- _Data excerpts_
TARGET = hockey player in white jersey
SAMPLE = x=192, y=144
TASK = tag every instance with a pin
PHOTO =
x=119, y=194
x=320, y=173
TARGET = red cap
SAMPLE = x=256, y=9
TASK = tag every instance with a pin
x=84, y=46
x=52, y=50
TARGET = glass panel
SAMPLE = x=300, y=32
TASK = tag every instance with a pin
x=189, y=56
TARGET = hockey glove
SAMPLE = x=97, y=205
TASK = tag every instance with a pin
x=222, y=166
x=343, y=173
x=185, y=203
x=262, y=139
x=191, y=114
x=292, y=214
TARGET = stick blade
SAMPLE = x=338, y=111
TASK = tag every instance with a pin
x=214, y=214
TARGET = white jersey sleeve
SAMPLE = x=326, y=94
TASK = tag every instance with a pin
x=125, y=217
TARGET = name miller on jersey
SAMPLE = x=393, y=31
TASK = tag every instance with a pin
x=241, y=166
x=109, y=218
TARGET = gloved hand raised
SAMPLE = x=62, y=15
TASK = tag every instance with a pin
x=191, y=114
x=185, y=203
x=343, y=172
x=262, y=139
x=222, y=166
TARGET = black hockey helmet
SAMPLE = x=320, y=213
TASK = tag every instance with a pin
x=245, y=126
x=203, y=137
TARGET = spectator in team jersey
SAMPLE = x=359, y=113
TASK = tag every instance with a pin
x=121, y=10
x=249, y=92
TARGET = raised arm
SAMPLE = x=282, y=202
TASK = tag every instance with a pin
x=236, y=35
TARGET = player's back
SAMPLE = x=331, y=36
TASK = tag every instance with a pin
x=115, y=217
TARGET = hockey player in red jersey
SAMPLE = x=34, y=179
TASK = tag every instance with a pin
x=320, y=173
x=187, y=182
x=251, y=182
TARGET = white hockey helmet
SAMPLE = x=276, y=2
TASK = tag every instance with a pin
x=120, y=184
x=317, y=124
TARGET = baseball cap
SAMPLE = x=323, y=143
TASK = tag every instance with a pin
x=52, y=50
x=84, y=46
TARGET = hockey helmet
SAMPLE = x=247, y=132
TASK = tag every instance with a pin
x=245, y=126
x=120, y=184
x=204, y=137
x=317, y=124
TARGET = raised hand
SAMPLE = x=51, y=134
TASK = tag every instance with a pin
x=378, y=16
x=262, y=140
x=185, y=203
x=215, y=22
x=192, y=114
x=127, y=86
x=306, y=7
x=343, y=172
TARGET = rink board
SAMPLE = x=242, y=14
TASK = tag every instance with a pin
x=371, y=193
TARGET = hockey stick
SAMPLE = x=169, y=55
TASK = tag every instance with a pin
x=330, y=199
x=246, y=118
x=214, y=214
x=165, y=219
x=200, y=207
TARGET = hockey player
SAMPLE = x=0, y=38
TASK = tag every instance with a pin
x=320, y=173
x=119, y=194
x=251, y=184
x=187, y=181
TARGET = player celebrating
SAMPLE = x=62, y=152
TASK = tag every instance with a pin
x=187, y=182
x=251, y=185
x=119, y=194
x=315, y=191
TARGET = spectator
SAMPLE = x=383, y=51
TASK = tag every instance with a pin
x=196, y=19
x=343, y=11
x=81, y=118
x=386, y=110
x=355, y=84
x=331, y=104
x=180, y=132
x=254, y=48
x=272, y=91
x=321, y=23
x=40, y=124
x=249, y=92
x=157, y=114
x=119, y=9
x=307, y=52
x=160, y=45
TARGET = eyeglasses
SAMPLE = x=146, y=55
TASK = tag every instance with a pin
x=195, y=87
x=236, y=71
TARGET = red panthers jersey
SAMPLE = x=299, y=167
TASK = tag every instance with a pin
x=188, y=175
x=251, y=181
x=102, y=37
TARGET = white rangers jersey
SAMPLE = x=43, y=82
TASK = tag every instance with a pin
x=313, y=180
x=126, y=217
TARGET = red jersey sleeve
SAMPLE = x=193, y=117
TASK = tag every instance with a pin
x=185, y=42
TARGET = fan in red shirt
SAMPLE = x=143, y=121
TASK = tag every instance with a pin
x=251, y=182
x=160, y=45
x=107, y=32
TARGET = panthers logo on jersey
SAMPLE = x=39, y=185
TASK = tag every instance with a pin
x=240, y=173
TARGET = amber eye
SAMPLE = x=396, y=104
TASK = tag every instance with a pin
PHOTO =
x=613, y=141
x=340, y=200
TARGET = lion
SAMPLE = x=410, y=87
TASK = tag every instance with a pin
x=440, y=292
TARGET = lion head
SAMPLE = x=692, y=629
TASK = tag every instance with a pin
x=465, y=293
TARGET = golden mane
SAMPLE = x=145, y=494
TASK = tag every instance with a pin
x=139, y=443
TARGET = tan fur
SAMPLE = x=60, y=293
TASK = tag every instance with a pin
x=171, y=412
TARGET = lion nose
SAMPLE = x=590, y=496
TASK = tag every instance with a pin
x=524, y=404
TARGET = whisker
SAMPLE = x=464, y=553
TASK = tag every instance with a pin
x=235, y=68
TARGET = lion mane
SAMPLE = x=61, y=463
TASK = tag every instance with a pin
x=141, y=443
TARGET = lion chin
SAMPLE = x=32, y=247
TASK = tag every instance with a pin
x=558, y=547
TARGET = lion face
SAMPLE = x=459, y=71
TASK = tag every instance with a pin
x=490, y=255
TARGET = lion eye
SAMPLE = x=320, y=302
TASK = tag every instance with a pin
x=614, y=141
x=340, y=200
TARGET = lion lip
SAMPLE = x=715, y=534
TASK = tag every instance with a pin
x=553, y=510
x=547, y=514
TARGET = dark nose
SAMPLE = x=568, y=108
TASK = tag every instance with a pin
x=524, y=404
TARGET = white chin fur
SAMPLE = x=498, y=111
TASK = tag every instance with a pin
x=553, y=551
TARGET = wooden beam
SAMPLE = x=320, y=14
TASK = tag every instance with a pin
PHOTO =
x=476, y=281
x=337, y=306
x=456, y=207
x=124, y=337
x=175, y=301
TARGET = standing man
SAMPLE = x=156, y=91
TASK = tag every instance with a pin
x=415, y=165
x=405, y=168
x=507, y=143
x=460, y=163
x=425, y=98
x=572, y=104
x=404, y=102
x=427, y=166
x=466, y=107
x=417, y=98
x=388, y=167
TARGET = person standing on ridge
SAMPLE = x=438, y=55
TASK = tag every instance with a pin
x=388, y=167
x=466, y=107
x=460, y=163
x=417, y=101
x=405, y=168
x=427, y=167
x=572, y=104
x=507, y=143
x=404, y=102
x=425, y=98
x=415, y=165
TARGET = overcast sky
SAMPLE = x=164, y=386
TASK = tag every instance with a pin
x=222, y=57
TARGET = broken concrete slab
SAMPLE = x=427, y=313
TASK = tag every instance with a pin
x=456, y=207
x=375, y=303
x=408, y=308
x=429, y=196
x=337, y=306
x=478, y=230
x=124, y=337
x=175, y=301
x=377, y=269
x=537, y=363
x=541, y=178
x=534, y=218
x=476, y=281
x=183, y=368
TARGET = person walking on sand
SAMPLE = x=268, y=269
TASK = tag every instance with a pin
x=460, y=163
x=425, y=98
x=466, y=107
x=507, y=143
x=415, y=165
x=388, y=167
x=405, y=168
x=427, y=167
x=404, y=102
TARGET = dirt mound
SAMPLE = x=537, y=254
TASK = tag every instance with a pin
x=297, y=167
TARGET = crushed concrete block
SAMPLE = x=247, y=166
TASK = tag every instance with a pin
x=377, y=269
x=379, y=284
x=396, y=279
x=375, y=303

- _Goal of the exercise_
Copy the material from the line containing "TARGET = whisker" up to and including the line containing "x=553, y=551", with the request lines unchanged, and add 61 to both coordinates of every answer point.

- _Exercise result_
TARGET = whisker
SAMPLE = x=464, y=553
TASK = tag every instance with a pin
x=296, y=129
TARGET = lion mane
SAMPLE = x=61, y=463
TASK = tag every instance with a pin
x=202, y=504
TARGET = lion chin
SAMPLE = x=32, y=247
TASK = tag every instance with a pin
x=619, y=608
TARGET = lion face
SAMPLE = x=459, y=71
TASK = tag every instance with a pin
x=551, y=316
TARGET = lion eye
SAMPLE = x=320, y=302
TASK = tag every instance with a pin
x=675, y=202
x=401, y=261
TARGET = lion lip
SAMPLE = x=715, y=534
TASK = tag every instance with a pin
x=614, y=571
x=608, y=575
TARGET = dark nose
SAMPLE = x=568, y=108
TASK = tag every instance with a pin
x=585, y=465
TARGET = white chin fur
SAMPLE = x=498, y=111
TASK = tag every instance with a pin
x=614, y=612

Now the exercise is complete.